## [What to produce]
Retype the stretch of the data from the line containing "Task: indicate every instance of the black neck" through the line containing "221), (54, 317)]", exactly as it appears.

## [Excerpts from point annotation data]
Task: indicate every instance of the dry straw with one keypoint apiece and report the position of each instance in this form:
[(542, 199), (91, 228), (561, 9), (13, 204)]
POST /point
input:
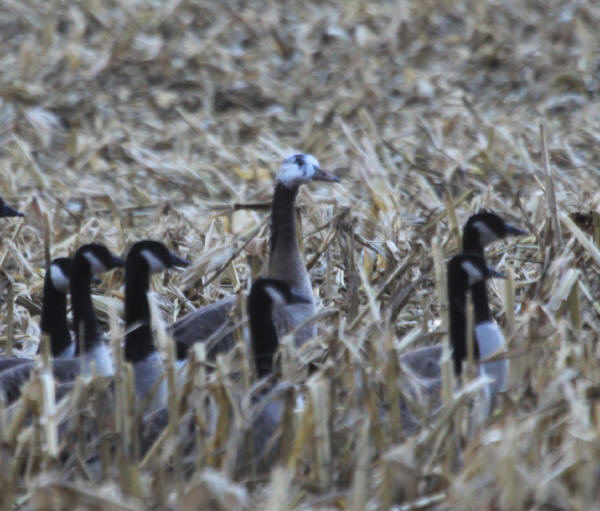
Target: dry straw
[(126, 120)]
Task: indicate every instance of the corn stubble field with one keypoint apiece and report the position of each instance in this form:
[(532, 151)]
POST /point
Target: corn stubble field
[(126, 120)]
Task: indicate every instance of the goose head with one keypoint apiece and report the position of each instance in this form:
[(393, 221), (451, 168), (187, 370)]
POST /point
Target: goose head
[(7, 210), (98, 258), (155, 255), (59, 273), (485, 227), (300, 168)]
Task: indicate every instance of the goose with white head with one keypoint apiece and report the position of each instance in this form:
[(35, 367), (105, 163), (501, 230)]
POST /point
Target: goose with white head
[(88, 261), (145, 258), (285, 264)]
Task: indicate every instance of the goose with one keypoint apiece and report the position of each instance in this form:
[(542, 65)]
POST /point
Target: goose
[(6, 210), (54, 313), (266, 299), (480, 230), (88, 260), (144, 259), (285, 263), (464, 272)]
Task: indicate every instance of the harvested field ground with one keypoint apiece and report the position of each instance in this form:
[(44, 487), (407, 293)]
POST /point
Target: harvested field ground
[(121, 120)]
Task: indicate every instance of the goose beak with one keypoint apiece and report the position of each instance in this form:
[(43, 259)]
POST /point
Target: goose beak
[(323, 175), (117, 262), (511, 230), (493, 273), (8, 211), (298, 298), (178, 261)]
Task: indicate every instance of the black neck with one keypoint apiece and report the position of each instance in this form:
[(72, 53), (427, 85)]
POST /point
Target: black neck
[(264, 335), (471, 243), (84, 317), (138, 342), (481, 305), (457, 303), (283, 221), (54, 317)]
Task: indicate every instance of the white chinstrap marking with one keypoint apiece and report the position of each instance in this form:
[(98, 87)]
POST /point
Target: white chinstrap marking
[(59, 280), (146, 373), (100, 356), (490, 342), (291, 174)]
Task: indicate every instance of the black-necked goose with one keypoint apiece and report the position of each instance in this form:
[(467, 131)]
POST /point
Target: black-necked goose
[(144, 259), (285, 262), (266, 298), (464, 271), (266, 301), (54, 313), (88, 260), (6, 210), (480, 230)]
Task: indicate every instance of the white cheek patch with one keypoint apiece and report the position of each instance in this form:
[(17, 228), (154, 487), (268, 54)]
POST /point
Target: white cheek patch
[(472, 272), (95, 263), (486, 235), (312, 163), (154, 263), (291, 174), (276, 297), (58, 278)]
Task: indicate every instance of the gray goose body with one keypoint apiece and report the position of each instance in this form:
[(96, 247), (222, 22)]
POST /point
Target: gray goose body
[(144, 259), (480, 230), (88, 260), (285, 264)]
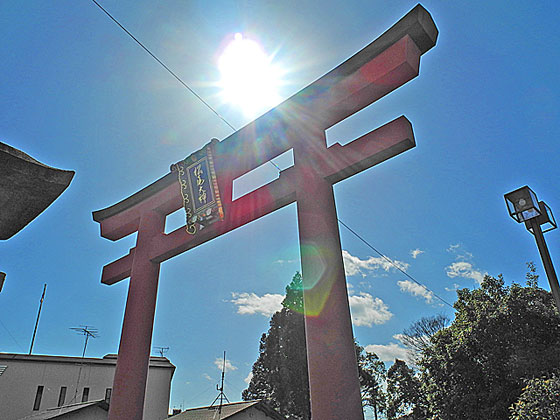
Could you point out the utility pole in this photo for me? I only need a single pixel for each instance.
(38, 315)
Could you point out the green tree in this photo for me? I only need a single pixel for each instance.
(403, 393)
(372, 373)
(500, 337)
(279, 374)
(418, 336)
(540, 399)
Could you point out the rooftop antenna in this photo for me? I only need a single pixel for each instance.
(88, 331)
(162, 350)
(38, 315)
(221, 396)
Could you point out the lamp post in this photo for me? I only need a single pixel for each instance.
(523, 206)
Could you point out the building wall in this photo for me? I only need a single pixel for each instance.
(23, 375)
(89, 413)
(251, 414)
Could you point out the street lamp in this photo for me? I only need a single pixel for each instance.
(523, 206)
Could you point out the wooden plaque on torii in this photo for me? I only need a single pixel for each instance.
(299, 123)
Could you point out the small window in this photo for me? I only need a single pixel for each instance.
(108, 395)
(62, 396)
(38, 397)
(85, 395)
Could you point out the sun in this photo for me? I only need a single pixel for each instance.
(249, 79)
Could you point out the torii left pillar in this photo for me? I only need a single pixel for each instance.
(299, 124)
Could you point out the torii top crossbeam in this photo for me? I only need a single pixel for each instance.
(299, 123)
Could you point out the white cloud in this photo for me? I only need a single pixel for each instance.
(247, 380)
(285, 261)
(415, 290)
(219, 362)
(459, 252)
(416, 252)
(367, 310)
(389, 352)
(466, 270)
(354, 265)
(251, 304)
(452, 289)
(453, 248)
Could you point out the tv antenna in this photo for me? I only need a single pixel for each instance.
(87, 331)
(221, 396)
(162, 350)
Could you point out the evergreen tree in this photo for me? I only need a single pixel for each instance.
(540, 399)
(280, 372)
(501, 337)
(403, 393)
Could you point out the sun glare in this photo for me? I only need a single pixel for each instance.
(249, 80)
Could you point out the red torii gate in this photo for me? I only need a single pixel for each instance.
(299, 123)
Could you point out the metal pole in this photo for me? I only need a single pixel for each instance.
(38, 315)
(547, 262)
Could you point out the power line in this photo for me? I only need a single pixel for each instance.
(275, 165)
(393, 264)
(164, 66)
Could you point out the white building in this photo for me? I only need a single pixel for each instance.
(33, 383)
(244, 410)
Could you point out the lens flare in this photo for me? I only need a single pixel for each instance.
(249, 79)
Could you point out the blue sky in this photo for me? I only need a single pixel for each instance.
(77, 93)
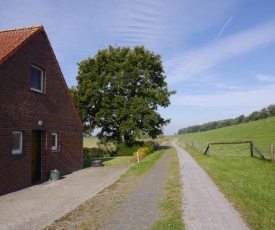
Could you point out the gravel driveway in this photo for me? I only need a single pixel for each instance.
(38, 206)
(205, 207)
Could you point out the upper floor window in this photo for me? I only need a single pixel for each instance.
(37, 79)
(16, 142)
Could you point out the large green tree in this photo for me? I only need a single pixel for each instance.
(119, 91)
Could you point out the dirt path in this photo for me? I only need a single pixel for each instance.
(140, 209)
(205, 207)
(38, 206)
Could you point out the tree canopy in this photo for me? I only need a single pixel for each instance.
(119, 91)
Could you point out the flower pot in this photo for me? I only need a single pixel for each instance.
(55, 175)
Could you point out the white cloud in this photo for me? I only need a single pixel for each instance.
(254, 98)
(265, 78)
(223, 28)
(198, 61)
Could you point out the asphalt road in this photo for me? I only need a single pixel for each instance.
(205, 207)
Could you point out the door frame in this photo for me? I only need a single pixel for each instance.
(38, 175)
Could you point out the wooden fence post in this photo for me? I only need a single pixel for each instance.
(272, 152)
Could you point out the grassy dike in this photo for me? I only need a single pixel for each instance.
(247, 182)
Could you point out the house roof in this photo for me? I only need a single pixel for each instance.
(13, 40)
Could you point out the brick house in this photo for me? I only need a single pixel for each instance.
(40, 129)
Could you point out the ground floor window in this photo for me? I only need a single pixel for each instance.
(16, 142)
(54, 141)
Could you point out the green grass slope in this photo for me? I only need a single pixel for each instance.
(261, 132)
(247, 182)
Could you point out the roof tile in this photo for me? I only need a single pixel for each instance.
(12, 40)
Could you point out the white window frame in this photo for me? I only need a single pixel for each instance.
(18, 151)
(41, 78)
(55, 147)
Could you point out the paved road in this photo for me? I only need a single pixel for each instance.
(205, 207)
(38, 206)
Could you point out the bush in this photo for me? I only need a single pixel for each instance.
(127, 149)
(89, 153)
(145, 150)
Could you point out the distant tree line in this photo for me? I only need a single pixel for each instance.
(254, 116)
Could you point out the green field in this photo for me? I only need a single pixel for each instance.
(261, 132)
(248, 182)
(90, 142)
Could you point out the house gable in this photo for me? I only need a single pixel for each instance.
(33, 113)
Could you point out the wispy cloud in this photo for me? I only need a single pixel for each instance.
(265, 78)
(241, 99)
(223, 28)
(196, 62)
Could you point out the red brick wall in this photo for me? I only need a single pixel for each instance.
(21, 109)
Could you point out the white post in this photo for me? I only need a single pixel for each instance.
(272, 152)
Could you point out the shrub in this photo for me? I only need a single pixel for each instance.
(142, 152)
(127, 149)
(89, 153)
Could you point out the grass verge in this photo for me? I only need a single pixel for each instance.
(108, 161)
(144, 165)
(247, 182)
(94, 212)
(172, 203)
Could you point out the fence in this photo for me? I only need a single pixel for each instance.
(205, 148)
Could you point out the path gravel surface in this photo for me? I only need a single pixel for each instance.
(140, 209)
(38, 206)
(205, 207)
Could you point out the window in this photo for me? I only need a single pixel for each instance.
(54, 141)
(16, 142)
(37, 79)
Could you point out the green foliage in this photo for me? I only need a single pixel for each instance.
(119, 91)
(89, 153)
(127, 149)
(254, 116)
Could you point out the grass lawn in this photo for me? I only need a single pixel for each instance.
(261, 132)
(248, 182)
(108, 161)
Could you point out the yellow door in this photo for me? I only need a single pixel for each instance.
(36, 155)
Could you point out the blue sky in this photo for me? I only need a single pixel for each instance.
(218, 54)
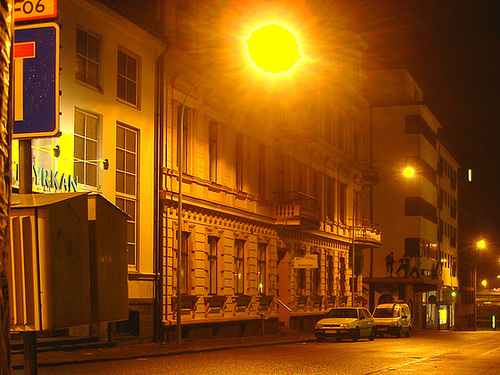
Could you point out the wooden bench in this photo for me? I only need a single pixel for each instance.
(188, 305)
(315, 303)
(358, 301)
(241, 303)
(300, 303)
(265, 304)
(215, 304)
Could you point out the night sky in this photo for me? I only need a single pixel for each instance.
(452, 49)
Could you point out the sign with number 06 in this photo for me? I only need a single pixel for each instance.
(28, 10)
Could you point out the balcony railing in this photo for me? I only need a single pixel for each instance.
(367, 233)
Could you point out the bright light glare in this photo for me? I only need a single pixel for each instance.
(409, 172)
(273, 48)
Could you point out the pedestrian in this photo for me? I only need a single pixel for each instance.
(389, 262)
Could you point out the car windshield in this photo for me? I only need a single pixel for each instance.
(342, 313)
(387, 312)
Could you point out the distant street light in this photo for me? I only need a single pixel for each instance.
(272, 48)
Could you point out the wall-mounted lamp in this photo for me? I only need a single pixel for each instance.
(104, 163)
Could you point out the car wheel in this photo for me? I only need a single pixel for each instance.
(372, 335)
(399, 333)
(356, 335)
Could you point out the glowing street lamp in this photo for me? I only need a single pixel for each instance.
(272, 48)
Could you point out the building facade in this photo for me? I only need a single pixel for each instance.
(271, 182)
(106, 144)
(418, 258)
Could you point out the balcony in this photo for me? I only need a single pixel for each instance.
(299, 212)
(367, 233)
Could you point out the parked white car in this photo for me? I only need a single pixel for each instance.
(346, 322)
(393, 319)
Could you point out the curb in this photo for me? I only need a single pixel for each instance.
(165, 354)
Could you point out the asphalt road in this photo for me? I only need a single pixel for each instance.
(422, 353)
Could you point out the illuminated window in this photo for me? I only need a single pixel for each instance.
(261, 268)
(86, 134)
(185, 264)
(212, 264)
(128, 78)
(88, 58)
(212, 151)
(262, 171)
(239, 266)
(127, 161)
(239, 162)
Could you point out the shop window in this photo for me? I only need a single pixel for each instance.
(212, 264)
(88, 58)
(261, 268)
(128, 78)
(86, 142)
(212, 151)
(239, 162)
(127, 161)
(239, 267)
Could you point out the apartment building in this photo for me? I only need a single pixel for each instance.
(271, 182)
(106, 144)
(418, 216)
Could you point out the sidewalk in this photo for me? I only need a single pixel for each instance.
(133, 349)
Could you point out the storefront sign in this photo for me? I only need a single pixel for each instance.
(52, 180)
(308, 261)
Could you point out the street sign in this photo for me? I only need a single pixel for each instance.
(31, 10)
(36, 81)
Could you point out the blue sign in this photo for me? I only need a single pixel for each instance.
(36, 81)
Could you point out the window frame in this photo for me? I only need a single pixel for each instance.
(86, 80)
(137, 82)
(87, 140)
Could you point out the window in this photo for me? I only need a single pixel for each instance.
(126, 160)
(212, 151)
(329, 275)
(239, 266)
(300, 274)
(127, 78)
(343, 203)
(316, 278)
(261, 268)
(330, 198)
(126, 183)
(184, 282)
(186, 149)
(86, 133)
(262, 171)
(212, 264)
(88, 58)
(239, 162)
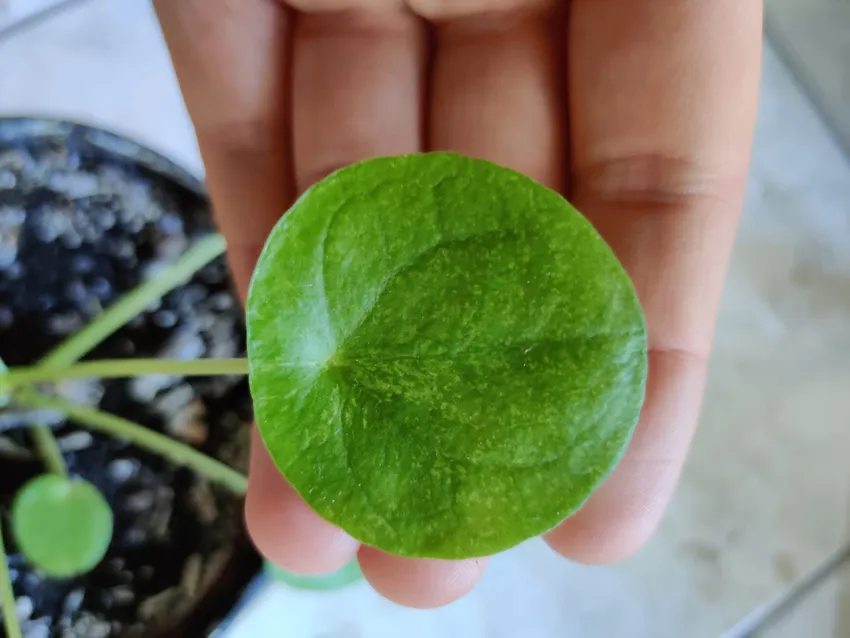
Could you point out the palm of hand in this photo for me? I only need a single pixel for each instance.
(641, 112)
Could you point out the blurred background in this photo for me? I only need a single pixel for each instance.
(765, 497)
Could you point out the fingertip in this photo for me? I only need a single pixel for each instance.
(419, 583)
(615, 523)
(284, 528)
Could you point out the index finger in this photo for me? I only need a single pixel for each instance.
(662, 105)
(231, 62)
(230, 58)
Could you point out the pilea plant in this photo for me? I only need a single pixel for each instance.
(445, 359)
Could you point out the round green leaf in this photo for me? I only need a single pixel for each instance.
(342, 577)
(61, 525)
(445, 357)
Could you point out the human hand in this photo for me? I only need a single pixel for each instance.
(640, 111)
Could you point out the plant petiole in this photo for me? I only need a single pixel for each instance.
(113, 318)
(141, 436)
(123, 368)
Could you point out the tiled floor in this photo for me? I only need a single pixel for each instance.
(765, 495)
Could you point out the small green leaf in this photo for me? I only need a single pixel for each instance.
(61, 525)
(344, 576)
(446, 359)
(5, 386)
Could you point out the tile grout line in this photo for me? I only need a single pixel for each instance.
(767, 614)
(35, 19)
(787, 55)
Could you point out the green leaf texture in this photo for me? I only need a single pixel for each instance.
(445, 357)
(62, 525)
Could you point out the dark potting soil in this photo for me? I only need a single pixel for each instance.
(81, 222)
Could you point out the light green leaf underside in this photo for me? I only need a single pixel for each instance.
(62, 525)
(446, 359)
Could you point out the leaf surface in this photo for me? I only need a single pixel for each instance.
(445, 357)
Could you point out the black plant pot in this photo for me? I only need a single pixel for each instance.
(84, 215)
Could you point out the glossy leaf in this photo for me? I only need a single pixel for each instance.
(445, 357)
(63, 526)
(342, 577)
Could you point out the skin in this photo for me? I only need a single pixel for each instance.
(640, 112)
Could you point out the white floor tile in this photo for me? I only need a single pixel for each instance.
(765, 494)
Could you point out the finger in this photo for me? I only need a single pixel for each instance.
(284, 528)
(357, 82)
(423, 584)
(358, 93)
(449, 9)
(496, 93)
(494, 96)
(662, 100)
(230, 59)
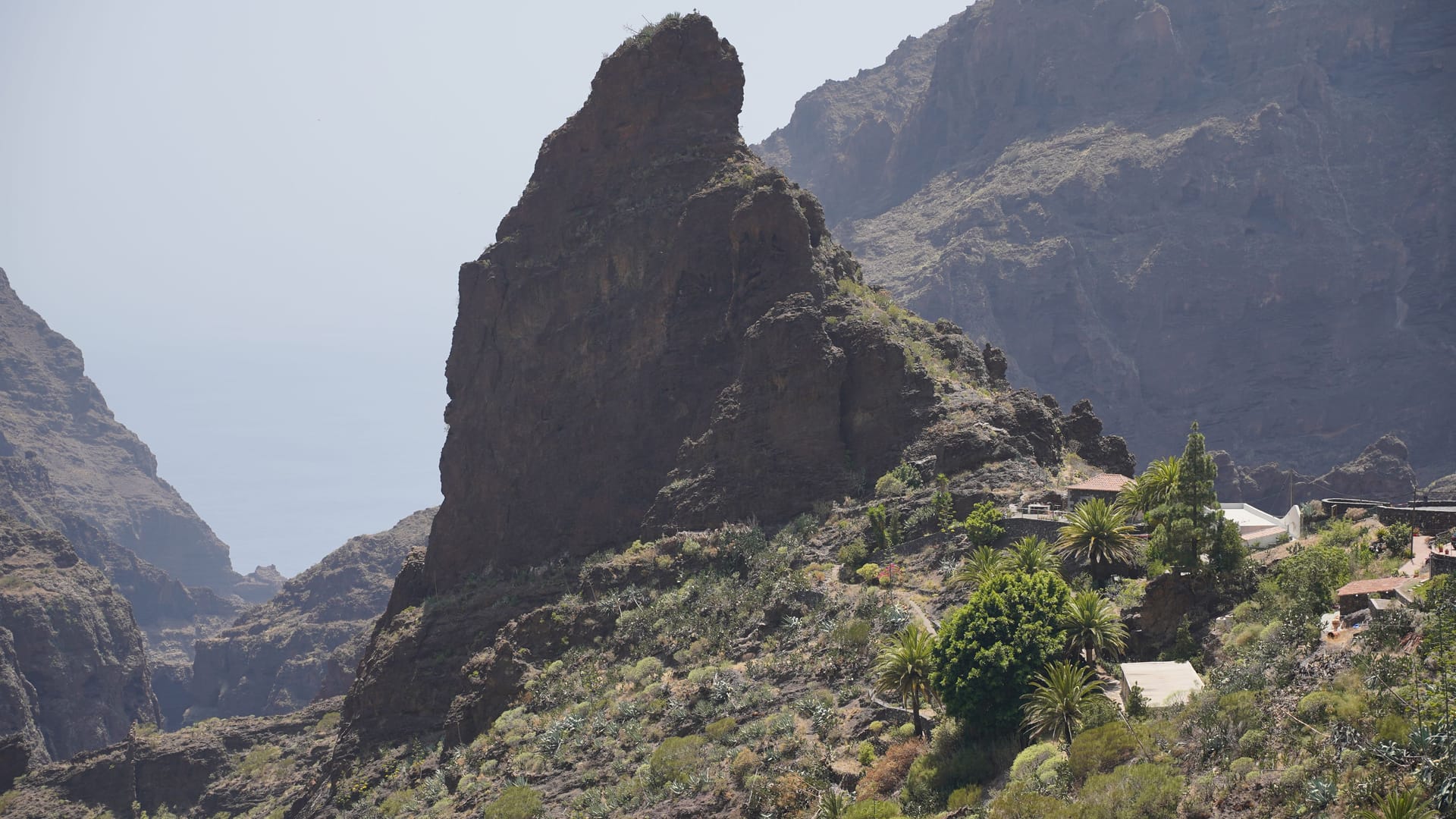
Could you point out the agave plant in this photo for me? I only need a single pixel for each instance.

## [The response]
Task: indicate every instance of the black neck with one keypoint apiece and report the position of each instance in this form:
[(72, 53), (427, 85)]
POST /point
Target: black neck
[(264, 335), (471, 243), (84, 317), (138, 342), (481, 305), (457, 303), (283, 221), (54, 317)]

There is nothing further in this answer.